■ Problem to work on ■
Copy the lines below from the line with "Where can the ceiling fan" to the line with "pixel 393 175", both included and requests kept, and give only those lines. Multiply every coordinate in the answers by 1.05 and round each to a whole number, with halves rounding up.

■ Exercise data ■
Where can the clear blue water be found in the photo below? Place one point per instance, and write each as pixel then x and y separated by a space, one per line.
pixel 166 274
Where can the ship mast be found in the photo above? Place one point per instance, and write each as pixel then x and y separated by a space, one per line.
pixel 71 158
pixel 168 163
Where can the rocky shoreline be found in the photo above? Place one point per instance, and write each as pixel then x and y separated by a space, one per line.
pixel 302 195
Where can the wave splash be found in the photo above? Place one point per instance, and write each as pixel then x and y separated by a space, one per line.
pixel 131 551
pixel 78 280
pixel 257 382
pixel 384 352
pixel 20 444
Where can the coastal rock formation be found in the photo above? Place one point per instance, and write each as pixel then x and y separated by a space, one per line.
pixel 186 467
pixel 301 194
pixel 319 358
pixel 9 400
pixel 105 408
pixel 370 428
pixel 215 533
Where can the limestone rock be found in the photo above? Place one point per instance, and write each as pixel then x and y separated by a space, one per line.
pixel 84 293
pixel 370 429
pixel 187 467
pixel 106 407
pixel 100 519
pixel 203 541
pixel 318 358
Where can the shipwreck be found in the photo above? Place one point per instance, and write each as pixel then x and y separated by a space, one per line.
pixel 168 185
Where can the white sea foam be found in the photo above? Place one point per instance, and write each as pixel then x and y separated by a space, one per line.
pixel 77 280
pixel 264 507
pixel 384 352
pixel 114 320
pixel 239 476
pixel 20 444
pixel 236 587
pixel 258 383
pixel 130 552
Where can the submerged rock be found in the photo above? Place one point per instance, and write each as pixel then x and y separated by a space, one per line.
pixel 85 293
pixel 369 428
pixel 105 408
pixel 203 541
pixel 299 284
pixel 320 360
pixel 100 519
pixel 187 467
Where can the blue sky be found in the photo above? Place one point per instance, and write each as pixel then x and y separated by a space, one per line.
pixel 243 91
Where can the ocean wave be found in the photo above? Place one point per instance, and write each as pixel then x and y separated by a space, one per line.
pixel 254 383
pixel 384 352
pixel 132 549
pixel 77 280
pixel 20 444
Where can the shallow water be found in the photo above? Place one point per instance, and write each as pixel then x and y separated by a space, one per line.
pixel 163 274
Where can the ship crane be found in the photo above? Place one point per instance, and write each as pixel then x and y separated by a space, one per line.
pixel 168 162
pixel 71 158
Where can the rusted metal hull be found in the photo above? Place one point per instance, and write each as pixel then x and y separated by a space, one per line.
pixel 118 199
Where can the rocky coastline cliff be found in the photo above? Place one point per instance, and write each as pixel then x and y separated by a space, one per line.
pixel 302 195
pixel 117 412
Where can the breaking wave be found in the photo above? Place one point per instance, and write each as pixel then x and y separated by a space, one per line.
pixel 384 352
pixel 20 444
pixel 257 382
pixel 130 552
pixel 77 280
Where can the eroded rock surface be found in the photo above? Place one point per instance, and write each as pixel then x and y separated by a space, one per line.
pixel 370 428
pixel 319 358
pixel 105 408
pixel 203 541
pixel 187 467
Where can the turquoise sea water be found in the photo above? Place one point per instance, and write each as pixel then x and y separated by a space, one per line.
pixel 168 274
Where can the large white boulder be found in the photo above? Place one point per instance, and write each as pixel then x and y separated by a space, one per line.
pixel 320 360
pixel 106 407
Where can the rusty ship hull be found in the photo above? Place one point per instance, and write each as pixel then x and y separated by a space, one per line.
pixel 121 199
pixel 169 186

==

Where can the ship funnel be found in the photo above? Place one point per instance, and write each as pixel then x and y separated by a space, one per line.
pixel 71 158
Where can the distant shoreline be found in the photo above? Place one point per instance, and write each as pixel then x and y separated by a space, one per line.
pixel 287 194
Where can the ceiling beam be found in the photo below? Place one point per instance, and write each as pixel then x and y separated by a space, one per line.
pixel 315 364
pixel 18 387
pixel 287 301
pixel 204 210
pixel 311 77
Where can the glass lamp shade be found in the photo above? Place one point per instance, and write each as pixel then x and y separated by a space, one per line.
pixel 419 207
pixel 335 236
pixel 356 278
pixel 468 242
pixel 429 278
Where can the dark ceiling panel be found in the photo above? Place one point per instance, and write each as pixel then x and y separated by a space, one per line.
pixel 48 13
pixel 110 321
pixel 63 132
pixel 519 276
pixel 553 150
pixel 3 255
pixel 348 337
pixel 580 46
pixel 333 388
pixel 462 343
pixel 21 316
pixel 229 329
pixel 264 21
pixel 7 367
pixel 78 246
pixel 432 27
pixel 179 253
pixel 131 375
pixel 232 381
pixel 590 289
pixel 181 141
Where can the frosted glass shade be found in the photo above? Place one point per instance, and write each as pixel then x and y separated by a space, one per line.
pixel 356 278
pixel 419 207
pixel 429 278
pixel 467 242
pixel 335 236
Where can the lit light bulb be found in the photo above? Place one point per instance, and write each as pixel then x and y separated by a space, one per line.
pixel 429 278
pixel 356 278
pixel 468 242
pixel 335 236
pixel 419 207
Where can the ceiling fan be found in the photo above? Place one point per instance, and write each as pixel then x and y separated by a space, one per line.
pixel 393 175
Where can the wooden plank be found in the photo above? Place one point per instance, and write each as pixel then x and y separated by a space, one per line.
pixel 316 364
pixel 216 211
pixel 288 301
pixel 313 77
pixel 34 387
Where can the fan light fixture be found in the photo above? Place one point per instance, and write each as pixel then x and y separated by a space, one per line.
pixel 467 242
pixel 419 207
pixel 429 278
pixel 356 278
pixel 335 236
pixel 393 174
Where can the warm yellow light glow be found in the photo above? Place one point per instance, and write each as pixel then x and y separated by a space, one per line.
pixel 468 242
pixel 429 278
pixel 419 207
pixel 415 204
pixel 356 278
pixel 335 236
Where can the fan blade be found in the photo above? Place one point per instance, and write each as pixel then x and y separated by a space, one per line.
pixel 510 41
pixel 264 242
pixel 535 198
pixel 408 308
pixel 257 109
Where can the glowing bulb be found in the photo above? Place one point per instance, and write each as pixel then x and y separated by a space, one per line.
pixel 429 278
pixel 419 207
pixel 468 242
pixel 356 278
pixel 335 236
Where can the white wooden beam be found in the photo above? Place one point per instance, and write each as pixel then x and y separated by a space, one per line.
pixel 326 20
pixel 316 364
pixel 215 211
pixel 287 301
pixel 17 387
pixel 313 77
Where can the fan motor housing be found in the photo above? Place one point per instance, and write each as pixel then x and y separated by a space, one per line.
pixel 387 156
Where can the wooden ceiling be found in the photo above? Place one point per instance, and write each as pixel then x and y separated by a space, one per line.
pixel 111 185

...

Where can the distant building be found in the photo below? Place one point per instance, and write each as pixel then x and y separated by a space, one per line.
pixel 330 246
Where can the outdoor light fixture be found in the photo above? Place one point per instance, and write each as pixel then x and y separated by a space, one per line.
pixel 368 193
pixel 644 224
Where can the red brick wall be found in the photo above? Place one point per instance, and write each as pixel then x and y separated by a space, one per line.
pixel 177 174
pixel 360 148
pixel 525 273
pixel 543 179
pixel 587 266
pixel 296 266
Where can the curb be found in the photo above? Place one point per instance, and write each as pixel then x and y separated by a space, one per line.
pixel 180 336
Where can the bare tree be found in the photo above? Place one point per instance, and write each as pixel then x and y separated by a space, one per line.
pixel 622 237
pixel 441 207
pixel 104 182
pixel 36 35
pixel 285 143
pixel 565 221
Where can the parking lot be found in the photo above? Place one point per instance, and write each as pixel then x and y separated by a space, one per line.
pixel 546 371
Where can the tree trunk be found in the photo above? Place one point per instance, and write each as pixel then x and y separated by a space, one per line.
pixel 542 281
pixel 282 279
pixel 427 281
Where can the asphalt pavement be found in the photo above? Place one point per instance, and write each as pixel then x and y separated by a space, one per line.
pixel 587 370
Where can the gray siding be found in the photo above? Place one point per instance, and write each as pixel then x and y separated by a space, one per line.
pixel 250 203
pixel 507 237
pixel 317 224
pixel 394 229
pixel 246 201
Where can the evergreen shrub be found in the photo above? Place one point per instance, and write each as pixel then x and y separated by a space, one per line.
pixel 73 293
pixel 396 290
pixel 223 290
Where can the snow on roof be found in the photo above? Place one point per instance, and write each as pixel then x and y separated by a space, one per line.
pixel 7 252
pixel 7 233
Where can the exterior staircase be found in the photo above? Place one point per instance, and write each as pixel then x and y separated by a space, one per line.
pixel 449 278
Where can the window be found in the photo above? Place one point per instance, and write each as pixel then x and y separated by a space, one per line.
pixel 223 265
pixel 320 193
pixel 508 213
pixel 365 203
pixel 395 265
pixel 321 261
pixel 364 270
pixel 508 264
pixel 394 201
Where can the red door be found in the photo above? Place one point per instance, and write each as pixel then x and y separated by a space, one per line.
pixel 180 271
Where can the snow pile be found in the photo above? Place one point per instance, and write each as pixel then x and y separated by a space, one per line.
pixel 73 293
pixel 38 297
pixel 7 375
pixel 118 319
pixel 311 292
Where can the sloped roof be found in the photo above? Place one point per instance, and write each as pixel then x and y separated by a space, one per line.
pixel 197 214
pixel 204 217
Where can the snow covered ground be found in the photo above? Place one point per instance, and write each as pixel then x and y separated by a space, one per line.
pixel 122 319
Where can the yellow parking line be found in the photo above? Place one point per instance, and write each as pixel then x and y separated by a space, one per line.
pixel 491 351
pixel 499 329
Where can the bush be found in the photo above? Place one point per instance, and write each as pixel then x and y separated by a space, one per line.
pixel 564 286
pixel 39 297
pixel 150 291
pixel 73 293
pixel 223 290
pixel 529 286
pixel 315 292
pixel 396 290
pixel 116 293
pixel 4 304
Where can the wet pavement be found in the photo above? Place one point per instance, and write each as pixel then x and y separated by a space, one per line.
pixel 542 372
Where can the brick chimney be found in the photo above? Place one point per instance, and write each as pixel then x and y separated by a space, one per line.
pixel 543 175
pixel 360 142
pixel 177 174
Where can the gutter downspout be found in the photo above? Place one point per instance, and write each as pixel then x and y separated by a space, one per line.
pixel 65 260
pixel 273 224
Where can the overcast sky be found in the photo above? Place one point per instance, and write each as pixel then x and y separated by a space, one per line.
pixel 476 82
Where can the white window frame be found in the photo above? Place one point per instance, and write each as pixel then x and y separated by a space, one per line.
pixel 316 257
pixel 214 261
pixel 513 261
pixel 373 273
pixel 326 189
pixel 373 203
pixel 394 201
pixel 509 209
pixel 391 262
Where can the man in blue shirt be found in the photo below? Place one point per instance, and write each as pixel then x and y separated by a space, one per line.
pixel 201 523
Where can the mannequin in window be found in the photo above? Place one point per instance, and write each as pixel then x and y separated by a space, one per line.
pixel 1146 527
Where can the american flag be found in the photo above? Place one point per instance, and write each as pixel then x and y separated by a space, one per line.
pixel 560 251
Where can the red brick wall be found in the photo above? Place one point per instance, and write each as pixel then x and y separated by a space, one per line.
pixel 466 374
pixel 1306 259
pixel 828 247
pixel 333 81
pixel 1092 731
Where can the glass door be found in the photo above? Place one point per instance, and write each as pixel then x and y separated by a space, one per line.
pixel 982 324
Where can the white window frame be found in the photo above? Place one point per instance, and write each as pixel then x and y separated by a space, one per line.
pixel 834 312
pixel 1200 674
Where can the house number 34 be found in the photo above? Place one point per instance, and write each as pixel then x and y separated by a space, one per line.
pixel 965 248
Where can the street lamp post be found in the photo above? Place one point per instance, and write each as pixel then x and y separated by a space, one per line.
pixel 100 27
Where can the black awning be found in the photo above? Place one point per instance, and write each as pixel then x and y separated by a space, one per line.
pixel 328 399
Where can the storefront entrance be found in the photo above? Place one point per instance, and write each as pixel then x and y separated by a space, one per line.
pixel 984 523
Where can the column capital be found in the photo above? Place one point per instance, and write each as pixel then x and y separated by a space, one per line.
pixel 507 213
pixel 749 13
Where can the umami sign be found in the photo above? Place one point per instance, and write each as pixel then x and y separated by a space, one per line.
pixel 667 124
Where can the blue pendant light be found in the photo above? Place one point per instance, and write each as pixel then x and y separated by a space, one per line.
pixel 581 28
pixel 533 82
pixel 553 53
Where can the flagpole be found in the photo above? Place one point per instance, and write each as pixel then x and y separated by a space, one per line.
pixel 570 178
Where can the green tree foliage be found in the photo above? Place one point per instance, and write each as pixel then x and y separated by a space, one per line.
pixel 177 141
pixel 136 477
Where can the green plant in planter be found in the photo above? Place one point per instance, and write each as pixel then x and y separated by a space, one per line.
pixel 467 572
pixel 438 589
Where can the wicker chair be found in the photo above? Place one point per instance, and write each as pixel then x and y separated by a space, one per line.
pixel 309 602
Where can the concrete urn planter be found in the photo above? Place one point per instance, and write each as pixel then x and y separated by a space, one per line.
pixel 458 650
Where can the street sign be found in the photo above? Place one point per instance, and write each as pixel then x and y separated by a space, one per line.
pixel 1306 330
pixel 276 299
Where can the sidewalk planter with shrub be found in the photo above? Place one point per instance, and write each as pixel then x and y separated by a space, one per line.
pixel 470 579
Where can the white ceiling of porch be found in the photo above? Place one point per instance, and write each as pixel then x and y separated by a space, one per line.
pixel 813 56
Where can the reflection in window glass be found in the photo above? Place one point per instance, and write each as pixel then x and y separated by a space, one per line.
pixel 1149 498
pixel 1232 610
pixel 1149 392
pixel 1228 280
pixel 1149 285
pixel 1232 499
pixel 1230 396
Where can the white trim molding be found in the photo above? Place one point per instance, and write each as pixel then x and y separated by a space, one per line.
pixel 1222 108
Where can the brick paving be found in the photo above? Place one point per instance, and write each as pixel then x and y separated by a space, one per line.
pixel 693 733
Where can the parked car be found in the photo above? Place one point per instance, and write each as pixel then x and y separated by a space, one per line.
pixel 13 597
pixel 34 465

■ Correct output ■
Where can the ceiling fan be found in the photo above? Place one point per instance, and write each as pixel then x and y separated by a space, one per line.
pixel 413 184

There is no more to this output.